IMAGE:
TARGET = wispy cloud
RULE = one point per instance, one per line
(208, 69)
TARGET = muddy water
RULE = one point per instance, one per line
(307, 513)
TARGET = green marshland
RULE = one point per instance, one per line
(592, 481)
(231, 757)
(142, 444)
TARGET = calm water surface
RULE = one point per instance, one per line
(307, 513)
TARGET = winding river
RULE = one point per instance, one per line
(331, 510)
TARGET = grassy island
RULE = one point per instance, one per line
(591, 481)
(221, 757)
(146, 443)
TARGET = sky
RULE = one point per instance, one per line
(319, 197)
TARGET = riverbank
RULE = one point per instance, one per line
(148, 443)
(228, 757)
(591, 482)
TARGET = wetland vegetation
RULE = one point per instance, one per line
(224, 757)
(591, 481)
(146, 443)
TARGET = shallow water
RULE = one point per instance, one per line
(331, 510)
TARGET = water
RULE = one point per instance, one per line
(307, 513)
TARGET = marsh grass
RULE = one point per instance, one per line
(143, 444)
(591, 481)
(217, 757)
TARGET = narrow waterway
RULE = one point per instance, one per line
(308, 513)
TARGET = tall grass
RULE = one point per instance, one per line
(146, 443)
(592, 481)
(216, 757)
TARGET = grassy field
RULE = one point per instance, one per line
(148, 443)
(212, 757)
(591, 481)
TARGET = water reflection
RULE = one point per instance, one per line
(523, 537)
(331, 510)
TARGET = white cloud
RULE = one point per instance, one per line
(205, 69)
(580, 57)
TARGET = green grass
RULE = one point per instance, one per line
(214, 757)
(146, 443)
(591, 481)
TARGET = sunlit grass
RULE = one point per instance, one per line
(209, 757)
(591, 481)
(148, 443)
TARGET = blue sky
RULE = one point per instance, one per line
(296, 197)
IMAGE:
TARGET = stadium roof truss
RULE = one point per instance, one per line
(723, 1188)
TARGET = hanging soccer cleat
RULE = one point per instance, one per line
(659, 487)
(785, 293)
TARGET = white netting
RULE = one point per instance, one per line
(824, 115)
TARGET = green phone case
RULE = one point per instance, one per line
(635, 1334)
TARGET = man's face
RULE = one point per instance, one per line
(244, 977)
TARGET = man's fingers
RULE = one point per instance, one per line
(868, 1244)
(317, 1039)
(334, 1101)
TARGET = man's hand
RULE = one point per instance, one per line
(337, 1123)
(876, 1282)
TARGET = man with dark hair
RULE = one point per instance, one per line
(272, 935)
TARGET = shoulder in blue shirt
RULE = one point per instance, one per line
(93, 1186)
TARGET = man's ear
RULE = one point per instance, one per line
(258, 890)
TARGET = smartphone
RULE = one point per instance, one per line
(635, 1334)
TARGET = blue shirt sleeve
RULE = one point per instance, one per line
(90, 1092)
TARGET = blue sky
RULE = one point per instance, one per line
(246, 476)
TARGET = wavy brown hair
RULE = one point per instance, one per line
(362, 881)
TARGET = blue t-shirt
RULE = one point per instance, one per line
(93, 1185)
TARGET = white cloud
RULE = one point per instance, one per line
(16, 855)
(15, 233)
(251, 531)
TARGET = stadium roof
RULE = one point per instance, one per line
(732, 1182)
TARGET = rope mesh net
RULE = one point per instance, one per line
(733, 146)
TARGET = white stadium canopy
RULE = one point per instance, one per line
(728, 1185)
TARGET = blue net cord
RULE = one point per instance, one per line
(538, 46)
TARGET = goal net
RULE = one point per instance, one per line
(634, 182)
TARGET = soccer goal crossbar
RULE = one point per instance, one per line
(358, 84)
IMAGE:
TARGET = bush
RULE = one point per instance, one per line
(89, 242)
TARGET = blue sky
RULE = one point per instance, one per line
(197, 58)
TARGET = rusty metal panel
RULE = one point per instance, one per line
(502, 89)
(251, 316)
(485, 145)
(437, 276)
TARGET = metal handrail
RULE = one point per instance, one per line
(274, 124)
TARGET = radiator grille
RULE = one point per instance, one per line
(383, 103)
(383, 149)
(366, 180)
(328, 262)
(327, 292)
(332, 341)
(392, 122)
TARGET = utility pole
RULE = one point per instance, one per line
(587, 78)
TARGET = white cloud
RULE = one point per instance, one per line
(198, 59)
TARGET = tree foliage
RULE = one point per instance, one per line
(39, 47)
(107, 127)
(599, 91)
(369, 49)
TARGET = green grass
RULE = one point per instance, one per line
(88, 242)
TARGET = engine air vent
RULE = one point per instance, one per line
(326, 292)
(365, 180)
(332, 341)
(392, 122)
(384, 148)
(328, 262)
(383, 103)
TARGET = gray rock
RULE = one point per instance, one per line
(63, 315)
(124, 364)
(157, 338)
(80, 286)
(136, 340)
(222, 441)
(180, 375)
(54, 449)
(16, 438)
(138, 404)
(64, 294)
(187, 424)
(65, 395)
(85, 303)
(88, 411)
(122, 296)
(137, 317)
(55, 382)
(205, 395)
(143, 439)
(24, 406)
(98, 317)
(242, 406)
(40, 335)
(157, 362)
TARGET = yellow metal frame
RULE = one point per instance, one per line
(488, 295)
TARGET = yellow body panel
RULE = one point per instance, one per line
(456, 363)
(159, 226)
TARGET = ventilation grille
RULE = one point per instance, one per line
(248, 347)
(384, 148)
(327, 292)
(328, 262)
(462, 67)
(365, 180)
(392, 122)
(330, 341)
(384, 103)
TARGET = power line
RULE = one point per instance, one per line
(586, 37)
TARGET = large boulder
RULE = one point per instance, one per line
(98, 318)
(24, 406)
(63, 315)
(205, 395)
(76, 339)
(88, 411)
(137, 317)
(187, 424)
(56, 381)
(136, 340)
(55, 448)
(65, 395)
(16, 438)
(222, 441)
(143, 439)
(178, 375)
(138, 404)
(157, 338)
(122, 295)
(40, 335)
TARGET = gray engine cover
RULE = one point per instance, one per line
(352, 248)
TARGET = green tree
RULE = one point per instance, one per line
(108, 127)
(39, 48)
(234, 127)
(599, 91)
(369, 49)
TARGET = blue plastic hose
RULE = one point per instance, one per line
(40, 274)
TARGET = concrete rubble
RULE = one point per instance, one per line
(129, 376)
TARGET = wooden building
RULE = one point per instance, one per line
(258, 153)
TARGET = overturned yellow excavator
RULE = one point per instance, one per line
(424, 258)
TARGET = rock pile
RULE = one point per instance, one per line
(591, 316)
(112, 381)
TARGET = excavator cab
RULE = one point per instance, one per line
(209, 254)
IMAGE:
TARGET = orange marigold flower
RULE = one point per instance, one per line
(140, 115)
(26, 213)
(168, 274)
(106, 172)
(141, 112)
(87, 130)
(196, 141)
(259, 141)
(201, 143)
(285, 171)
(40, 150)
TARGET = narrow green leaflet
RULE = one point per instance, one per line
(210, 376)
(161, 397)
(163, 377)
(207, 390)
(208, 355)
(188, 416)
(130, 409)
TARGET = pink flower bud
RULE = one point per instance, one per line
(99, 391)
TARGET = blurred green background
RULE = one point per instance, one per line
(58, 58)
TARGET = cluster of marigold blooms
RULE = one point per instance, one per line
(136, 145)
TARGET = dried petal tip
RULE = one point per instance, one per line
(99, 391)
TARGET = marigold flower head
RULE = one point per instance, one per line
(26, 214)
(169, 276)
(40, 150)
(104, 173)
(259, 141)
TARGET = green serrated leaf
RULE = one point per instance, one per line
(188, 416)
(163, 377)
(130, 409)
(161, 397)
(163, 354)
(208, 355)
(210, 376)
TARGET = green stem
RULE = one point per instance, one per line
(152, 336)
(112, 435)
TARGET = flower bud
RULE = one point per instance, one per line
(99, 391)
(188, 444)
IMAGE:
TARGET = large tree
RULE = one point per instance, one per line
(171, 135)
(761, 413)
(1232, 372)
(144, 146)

+ + +

Action item
All lines of the records above that carry the word "yellow" should be listed.

Result of the task
TARGET = yellow metal frame
TARGET = yellow body panel
TARGET = overturned yellow excavator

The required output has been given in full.